• [Prompt] Pull out every line of the records below that contains the string "positive", with case counting.

• [Data supplied]
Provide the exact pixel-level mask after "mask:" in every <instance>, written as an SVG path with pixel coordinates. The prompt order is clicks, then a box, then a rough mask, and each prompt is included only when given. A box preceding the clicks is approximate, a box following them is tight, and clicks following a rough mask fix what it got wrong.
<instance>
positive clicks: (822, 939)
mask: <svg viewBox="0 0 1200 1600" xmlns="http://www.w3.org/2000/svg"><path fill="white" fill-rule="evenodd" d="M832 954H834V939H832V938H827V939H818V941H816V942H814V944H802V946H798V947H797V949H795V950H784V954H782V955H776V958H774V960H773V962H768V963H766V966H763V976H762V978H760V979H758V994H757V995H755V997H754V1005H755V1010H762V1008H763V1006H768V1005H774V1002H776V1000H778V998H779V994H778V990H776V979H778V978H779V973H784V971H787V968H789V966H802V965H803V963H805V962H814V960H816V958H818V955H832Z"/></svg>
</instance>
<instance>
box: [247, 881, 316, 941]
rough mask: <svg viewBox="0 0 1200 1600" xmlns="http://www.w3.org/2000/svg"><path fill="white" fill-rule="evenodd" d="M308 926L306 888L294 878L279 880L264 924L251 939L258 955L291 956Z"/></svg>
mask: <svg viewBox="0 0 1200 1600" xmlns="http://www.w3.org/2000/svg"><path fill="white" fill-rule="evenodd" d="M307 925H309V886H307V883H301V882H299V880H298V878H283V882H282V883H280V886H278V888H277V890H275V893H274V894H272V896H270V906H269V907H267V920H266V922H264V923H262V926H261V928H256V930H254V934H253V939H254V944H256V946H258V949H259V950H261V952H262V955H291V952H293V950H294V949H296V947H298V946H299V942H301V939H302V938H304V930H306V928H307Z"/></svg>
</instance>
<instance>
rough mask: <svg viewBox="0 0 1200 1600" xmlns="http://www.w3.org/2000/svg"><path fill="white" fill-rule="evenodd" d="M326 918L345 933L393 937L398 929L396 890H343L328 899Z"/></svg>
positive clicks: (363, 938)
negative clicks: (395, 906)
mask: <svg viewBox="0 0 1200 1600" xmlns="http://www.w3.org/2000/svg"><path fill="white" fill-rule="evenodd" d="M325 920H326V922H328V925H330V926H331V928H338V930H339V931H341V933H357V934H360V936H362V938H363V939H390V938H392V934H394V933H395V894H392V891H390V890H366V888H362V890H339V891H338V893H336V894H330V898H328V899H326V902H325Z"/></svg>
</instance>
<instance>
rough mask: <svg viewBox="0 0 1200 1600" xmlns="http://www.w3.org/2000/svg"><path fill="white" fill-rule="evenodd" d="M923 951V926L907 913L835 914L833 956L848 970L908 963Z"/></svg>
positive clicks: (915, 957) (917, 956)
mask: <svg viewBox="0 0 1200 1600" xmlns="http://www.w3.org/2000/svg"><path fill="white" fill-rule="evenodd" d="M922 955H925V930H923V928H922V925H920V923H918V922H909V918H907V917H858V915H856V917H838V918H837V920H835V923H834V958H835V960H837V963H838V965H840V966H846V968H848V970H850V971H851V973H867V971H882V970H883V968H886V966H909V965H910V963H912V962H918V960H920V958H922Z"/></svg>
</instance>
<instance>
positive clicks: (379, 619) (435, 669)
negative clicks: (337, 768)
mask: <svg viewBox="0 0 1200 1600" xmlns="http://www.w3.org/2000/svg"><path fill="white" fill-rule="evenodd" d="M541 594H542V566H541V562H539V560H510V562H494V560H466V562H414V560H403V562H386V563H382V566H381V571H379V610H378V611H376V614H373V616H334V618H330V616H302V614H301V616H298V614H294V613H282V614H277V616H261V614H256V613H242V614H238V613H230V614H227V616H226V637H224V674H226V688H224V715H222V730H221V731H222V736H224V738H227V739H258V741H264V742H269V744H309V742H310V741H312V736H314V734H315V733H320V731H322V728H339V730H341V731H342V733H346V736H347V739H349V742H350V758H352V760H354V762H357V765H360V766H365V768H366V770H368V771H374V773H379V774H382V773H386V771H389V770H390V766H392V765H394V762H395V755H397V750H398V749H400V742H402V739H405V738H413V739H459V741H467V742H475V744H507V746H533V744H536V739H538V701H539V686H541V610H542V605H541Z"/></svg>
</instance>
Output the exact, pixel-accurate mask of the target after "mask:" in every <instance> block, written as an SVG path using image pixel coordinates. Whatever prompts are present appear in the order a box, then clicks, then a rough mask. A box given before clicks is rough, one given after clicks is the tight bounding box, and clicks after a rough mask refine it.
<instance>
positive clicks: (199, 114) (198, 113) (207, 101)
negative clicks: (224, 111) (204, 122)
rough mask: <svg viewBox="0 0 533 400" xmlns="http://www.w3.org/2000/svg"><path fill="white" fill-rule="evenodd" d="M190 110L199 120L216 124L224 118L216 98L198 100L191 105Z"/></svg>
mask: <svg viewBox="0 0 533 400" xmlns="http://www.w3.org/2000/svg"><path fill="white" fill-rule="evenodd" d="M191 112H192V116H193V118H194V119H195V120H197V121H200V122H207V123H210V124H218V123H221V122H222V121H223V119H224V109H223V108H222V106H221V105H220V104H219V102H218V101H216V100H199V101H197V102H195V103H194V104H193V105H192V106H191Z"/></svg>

• [Response to this exercise]
positive clicks: (822, 939)
positive clicks: (363, 938)
positive clicks: (915, 957) (917, 956)
positive clicks: (379, 619) (435, 669)
positive clicks: (199, 114) (198, 113) (207, 101)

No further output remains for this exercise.